### WRITTEN INSTRUCTION
Reproduce the records verbatim, starting at their first line and ending at the line that contains "[0,121,708,720]", with both end lines included.

### RECORDS SHOWN
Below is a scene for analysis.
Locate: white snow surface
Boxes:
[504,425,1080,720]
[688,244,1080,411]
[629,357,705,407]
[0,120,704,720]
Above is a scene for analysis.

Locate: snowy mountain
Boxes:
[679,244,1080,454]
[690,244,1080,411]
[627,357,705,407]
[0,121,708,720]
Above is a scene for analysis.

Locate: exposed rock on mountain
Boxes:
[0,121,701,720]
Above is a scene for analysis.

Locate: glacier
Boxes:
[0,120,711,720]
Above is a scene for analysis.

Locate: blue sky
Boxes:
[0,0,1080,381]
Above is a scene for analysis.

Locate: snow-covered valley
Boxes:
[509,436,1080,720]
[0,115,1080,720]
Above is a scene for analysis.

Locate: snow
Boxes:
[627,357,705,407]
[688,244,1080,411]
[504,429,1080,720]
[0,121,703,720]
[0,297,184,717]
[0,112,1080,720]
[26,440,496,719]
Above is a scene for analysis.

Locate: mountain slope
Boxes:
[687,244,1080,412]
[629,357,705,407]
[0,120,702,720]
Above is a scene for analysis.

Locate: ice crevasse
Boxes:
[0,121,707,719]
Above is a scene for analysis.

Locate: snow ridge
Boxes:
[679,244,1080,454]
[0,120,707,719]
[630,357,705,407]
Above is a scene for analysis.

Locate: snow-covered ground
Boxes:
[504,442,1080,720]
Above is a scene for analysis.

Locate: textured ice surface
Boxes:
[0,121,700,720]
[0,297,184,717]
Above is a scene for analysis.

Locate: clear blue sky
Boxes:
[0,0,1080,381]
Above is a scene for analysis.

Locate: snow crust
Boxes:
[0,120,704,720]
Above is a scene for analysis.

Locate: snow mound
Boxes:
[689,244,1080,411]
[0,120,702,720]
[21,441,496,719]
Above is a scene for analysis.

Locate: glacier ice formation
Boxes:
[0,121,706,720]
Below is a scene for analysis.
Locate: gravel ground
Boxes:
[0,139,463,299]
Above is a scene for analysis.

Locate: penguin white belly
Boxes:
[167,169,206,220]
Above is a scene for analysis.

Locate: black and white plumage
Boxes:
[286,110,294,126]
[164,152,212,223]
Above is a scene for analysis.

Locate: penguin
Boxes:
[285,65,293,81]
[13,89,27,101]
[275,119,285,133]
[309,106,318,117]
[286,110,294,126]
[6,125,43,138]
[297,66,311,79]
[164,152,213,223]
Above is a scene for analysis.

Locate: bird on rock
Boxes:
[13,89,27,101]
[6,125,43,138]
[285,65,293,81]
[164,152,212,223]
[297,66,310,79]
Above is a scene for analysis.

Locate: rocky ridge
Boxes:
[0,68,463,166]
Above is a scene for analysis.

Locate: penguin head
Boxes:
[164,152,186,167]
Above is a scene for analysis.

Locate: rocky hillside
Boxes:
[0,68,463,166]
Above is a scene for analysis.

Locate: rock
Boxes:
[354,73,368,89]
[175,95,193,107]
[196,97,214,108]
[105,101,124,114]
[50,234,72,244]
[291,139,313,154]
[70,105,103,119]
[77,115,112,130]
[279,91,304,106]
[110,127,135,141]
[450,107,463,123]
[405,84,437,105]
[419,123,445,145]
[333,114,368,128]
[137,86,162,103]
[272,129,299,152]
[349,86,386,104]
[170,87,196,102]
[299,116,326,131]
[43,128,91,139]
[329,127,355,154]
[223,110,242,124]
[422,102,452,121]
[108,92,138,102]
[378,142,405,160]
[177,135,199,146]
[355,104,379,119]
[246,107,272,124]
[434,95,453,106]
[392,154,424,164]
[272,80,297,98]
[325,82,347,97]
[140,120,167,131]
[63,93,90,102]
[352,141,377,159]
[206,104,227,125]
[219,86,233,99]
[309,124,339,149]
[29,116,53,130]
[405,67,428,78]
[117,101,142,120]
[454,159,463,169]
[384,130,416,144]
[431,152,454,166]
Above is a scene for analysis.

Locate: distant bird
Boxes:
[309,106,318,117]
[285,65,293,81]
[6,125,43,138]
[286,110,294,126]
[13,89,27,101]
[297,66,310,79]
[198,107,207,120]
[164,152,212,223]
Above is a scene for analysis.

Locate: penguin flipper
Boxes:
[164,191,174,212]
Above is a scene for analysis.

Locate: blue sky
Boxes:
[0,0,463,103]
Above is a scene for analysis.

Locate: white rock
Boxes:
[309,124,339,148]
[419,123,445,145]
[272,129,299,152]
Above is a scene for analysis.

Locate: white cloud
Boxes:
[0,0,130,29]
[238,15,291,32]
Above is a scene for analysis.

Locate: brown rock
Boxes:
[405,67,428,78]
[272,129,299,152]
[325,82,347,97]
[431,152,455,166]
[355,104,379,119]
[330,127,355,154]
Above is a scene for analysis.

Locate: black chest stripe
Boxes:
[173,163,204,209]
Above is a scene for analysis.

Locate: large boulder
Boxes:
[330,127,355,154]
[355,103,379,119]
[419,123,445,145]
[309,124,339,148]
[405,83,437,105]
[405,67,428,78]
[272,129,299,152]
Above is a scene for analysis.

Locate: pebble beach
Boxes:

### EXERCISE ANSWER
Below is a scene for analysis.
Locate: white snow surface
Boxes:
[504,425,1080,720]
[688,244,1080,411]
[629,357,705,407]
[0,120,704,720]
Above is a scene for analysis.

Locate: snowy mountain
Boxes:
[679,244,1080,454]
[690,244,1080,411]
[627,357,705,407]
[0,121,708,720]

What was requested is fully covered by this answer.